[Assignment]: Your answer is the line containing "You are performing object detection. The target to find is wood" plus every line after it to the end of the data below, transcribed exactly and with nothing else.

[Source data]:
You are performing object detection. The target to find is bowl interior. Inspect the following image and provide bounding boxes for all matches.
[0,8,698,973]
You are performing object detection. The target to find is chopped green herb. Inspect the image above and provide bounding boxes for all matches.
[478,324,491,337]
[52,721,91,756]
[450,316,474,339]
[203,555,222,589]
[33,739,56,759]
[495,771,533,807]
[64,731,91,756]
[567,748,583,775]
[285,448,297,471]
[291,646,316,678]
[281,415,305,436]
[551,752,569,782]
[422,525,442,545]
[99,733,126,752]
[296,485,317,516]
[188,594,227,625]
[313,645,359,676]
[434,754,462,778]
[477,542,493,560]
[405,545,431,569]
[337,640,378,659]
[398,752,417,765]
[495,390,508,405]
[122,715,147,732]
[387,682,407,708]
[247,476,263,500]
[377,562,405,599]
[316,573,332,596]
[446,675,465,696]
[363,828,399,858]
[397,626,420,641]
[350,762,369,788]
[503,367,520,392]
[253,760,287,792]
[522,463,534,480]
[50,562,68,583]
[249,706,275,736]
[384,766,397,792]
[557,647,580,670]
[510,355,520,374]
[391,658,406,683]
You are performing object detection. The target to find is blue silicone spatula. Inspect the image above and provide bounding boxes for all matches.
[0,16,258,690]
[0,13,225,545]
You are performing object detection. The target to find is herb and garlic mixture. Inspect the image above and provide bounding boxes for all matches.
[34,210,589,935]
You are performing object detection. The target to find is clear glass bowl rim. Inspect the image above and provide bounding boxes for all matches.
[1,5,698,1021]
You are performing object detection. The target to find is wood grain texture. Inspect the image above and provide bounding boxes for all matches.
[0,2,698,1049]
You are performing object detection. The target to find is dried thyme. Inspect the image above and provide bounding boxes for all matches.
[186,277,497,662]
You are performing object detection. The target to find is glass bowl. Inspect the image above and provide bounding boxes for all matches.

[Solved exercise]:
You are performing object detection. The target to find is wood grain texture. Inspect the image above and provide bounding boxes for all matches.
[0,2,698,1049]
You are performing object detection. The target to find is dried thyme. Inspect the image above and provide bounding boxes for all matches.
[186,277,497,662]
You are performing object detection. The target to find is glass bowl. Inspect the image above and provide bounding boxes for all matches.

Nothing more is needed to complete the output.